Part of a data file
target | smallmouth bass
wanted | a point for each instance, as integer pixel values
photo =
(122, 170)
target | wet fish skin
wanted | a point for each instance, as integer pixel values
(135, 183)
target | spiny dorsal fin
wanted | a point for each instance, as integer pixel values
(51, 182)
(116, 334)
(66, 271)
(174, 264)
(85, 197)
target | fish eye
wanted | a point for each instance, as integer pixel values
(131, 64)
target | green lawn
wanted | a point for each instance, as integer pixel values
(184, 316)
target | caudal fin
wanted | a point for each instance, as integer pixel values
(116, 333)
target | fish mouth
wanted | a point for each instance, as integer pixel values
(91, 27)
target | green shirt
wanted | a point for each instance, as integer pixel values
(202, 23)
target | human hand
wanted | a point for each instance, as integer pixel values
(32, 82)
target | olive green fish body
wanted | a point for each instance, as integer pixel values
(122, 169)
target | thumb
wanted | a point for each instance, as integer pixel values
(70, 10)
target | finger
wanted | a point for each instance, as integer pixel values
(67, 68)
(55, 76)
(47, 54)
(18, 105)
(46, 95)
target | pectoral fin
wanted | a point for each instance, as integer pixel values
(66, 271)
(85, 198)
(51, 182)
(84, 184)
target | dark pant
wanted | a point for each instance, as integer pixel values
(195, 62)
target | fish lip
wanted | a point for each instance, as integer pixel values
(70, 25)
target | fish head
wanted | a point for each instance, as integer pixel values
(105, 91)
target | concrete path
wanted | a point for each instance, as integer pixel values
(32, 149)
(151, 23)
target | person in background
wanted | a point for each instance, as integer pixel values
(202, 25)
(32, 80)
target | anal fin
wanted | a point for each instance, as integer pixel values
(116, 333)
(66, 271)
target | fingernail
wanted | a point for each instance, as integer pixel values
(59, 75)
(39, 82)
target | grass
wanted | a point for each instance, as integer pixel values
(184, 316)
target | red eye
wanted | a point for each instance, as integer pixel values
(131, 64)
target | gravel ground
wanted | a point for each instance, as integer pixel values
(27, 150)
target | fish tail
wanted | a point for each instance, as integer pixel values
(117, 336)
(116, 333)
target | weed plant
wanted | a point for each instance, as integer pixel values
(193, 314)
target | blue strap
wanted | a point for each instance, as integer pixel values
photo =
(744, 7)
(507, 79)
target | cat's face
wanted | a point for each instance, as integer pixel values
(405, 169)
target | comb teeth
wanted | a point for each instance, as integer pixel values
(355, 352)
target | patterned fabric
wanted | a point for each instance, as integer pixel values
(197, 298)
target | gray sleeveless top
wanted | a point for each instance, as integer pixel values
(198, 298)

Task instructions. Write out all records exactly, keeping every detail.

Full answer.
target | smallmouth bass
wanted | a point for each instance, as integer pixel values
photo =
(122, 170)
target | wet fish skin
wanted | a point for each instance, as integer pixel values
(135, 183)
target | spiny dorsal fin
wanted | a point for each instance, as integer pixel values
(51, 182)
(116, 334)
(66, 271)
(174, 264)
(85, 197)
target | fish eye
wanted | a point for each instance, as integer pixel values
(131, 64)
target | green lawn
wanted | a point for each instance, as integer pixel values
(184, 316)
target | caudal fin
wanted | a point for each instance, as integer pixel values
(116, 333)
target | fish mouth
wanted | a point for each instance, as integer pixel values
(91, 27)
target | green shirt
wanted | a point for each instance, as integer pixel values
(202, 23)
target | human hand
wanted | a point for each instance, as integer pixel values
(32, 82)
target | olive green fish body
wanted | a point for each instance, as integer pixel values
(122, 169)
target | thumb
wanted | a point for each instance, as integer pixel values
(70, 10)
target | finger
wanted | a point for each instance, as integer pixel values
(67, 68)
(55, 76)
(47, 54)
(18, 105)
(46, 95)
target | pectoral fin
wanted | a point for each instance, as integer pixel values
(66, 271)
(85, 198)
(51, 182)
(84, 184)
target | dark pant
wanted | a point for each instance, as integer pixel values
(195, 62)
target | fish lip
wanted | a point for each instance, as integer pixel values
(70, 25)
target | fish head
wanted | a point for each instance, as integer pixel values
(105, 91)
target | concrete path
wanted | a point for each instance, as integer pixel values
(32, 149)
(151, 23)
target | person in background
wanted | a point for each instance, as integer pixel values
(202, 25)
(32, 80)
target | anal fin
wanted | a point for each instance, as integer pixel values
(116, 333)
(66, 271)
target | fingernail
wanted | a point for each instance, as integer pixel values
(59, 75)
(39, 82)
target | grass
wanted | a point for each instance, as integer pixel values
(184, 316)
target | red eye
wanted | a point for each instance, as integer pixel values
(131, 64)
target | gravel ground
wanted | a point for each instance, as integer pixel values
(27, 150)
target | fish tail
wanted | a point for each instance, as integer pixel values
(117, 336)
(116, 333)
target | weed plant
wanted | a point for each instance, as integer pixel values
(193, 314)
target | blue strap
wanted | a point for each instance, as integer pixel values
photo =
(744, 7)
(507, 79)
target | cat's face
wanted | a point for each instance, as integer pixel values
(405, 169)
target | comb teeth
wanted | a point for each instance, as integer pixel values
(355, 352)
target | patterned fabric
wanted | a point for each instance, as integer pixel values
(197, 298)
target | gray sleeveless top
wanted | a point for each instance, as integer pixel values
(198, 298)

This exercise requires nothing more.